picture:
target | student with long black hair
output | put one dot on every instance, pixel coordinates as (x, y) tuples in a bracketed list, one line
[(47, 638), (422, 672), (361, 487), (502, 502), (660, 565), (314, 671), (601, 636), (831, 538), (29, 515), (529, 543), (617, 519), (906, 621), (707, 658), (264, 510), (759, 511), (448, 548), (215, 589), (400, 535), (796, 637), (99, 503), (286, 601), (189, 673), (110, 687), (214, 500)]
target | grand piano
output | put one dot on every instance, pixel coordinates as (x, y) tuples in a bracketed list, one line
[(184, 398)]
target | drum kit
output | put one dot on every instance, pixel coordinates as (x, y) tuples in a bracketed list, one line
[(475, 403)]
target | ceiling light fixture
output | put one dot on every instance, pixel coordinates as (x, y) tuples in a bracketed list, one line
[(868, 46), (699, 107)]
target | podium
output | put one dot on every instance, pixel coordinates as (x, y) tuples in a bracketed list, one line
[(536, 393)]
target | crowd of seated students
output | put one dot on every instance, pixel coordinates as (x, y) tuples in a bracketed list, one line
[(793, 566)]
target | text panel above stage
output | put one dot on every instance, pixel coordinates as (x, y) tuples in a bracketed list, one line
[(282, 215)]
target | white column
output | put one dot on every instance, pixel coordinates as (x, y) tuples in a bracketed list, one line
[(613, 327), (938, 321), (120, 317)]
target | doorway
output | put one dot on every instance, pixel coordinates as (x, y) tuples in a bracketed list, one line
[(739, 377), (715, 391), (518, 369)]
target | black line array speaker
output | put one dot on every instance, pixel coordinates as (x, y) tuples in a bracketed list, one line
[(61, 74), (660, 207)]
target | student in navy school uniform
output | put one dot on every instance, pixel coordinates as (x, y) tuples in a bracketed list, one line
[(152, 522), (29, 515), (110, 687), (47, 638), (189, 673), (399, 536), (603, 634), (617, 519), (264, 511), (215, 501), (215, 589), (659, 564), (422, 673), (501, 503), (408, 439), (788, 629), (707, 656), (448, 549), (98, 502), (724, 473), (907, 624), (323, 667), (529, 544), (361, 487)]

· · ·

## [REQUIREMENTS]
Reproduce the listing from the line containing "target | white column" through the final line, both inclusive, keeping every request and offsetting each point coordinate in the answers by 103. Output only those lines.

## [EXERCISE OUTPUT]
target | white column
output | put one dot on every instance, pixel coordinates as (x, y) tuples in a bracketed list, one line
[(716, 430), (1041, 424), (223, 420)]
target | doorway
output | put one dot on every instance, pixel coordinates as (x, y) tuples in a bracketed list, one line
[(842, 480), (818, 494), (621, 472)]
target | black line array speaker
output | put one dot on every instance, pixel coordinates as (x, y) tuples in a bracketed list, one line
[(164, 177), (763, 310)]
target | student in navy school uniform
output | put one dot on every instance, pixel coordinates as (x, y) tuples in a bracketed list, one line
[(255, 625), (132, 618), (213, 790), (150, 741), (292, 776), (502, 639), (706, 737), (720, 622), (367, 614), (318, 604), (318, 692), (762, 667), (525, 776), (604, 606), (511, 542), (891, 732), (810, 759), (551, 652), (201, 605), (827, 576), (1010, 727), (426, 770), (632, 647), (464, 590)]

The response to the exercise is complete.